Provided entries:

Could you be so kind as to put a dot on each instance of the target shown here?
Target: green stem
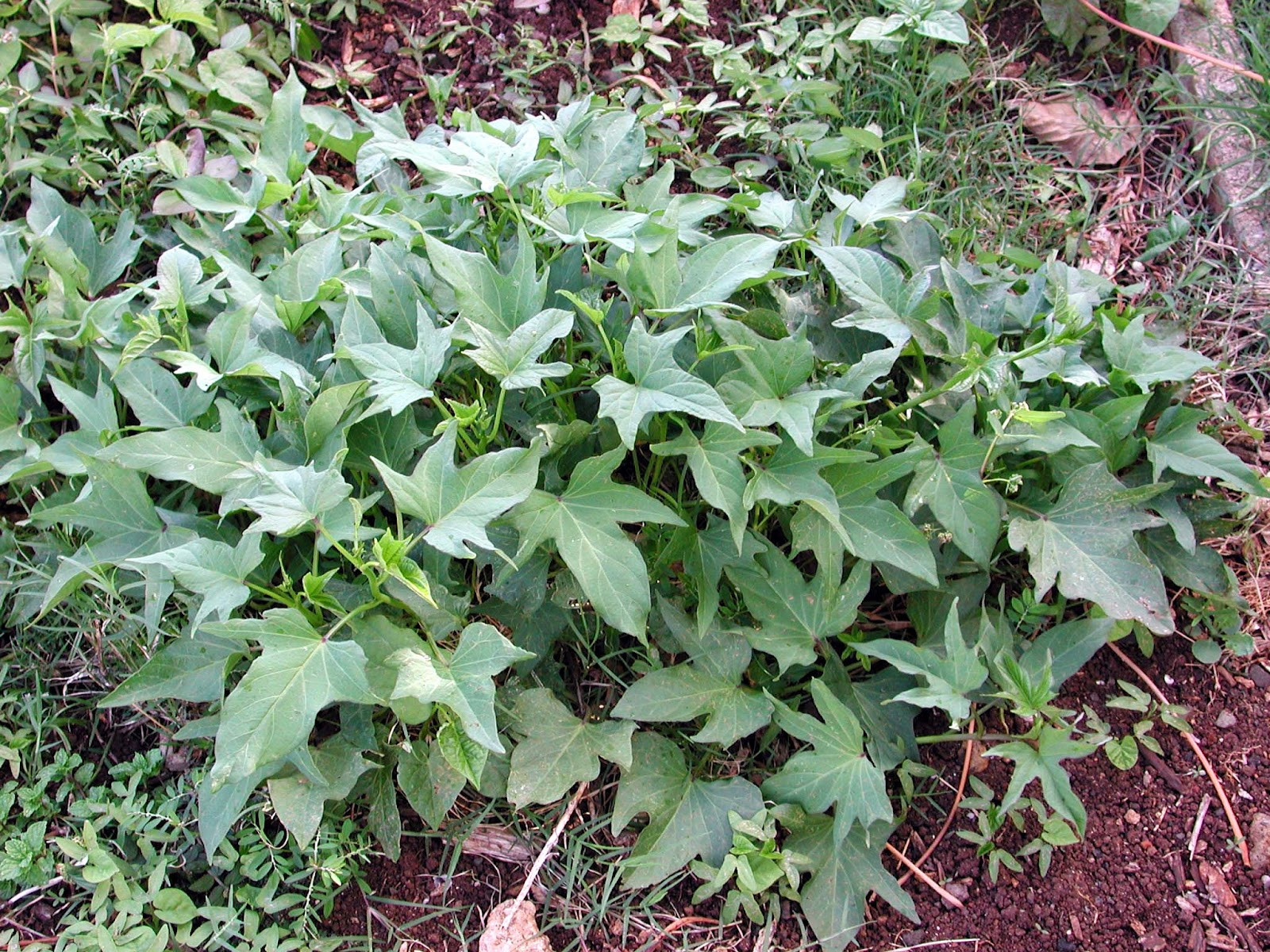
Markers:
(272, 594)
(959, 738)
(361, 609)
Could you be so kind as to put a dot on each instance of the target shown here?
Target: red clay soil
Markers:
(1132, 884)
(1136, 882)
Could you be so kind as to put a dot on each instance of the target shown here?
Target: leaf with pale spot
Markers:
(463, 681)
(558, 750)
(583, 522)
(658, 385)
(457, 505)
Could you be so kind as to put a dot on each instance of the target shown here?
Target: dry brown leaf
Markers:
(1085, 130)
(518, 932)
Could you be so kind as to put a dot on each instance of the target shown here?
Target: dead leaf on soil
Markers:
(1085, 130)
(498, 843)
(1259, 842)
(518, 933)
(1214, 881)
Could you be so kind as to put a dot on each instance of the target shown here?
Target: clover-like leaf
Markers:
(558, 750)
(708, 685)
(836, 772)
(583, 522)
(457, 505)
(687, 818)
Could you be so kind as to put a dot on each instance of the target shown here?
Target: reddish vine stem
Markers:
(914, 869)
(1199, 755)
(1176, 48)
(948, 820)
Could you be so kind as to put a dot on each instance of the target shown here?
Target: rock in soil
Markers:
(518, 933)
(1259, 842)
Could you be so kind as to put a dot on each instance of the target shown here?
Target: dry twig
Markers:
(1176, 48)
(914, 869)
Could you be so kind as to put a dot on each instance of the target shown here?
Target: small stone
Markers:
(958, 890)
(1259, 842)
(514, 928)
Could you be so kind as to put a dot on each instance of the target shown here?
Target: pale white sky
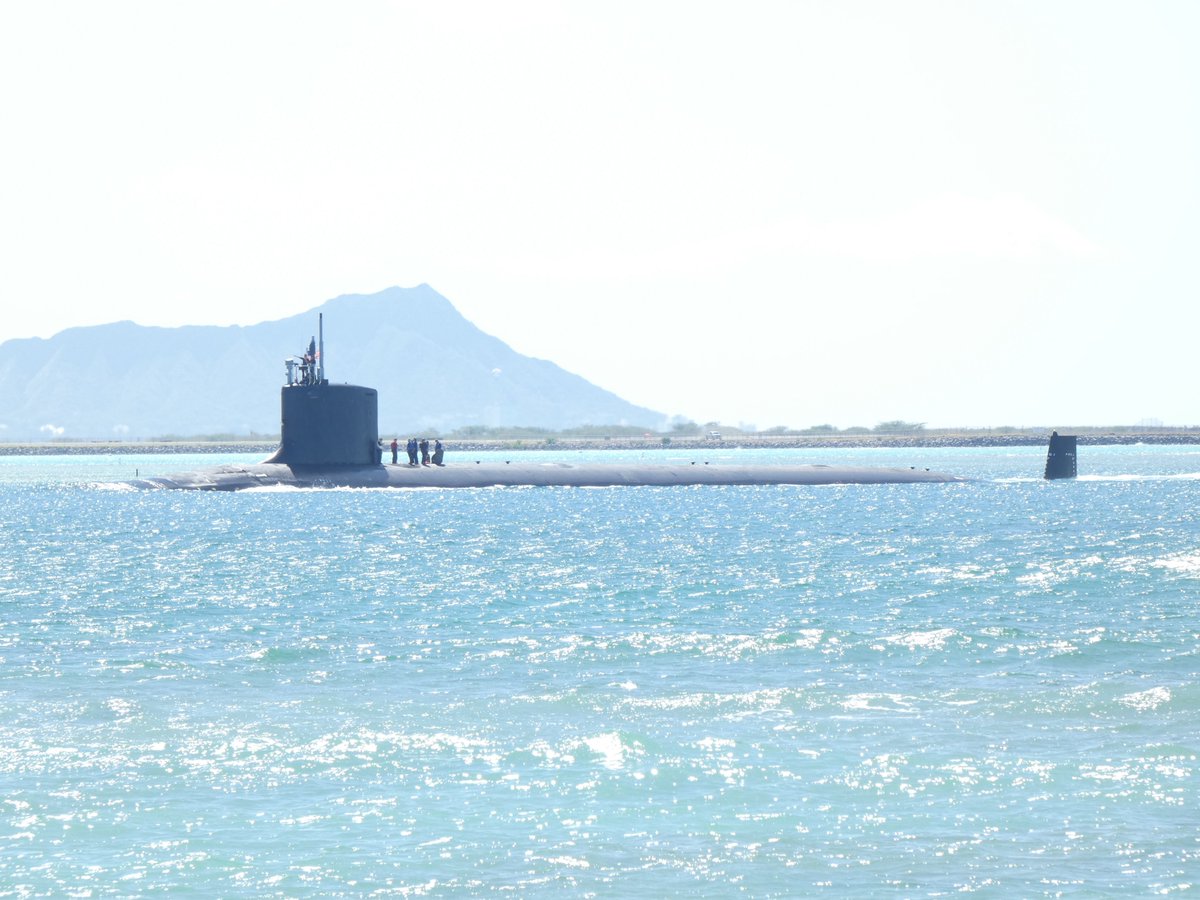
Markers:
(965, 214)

Task details:
Looking at the entries above, how many lines contain the word "stem"? Answer with the number alone.

Exercise result:
2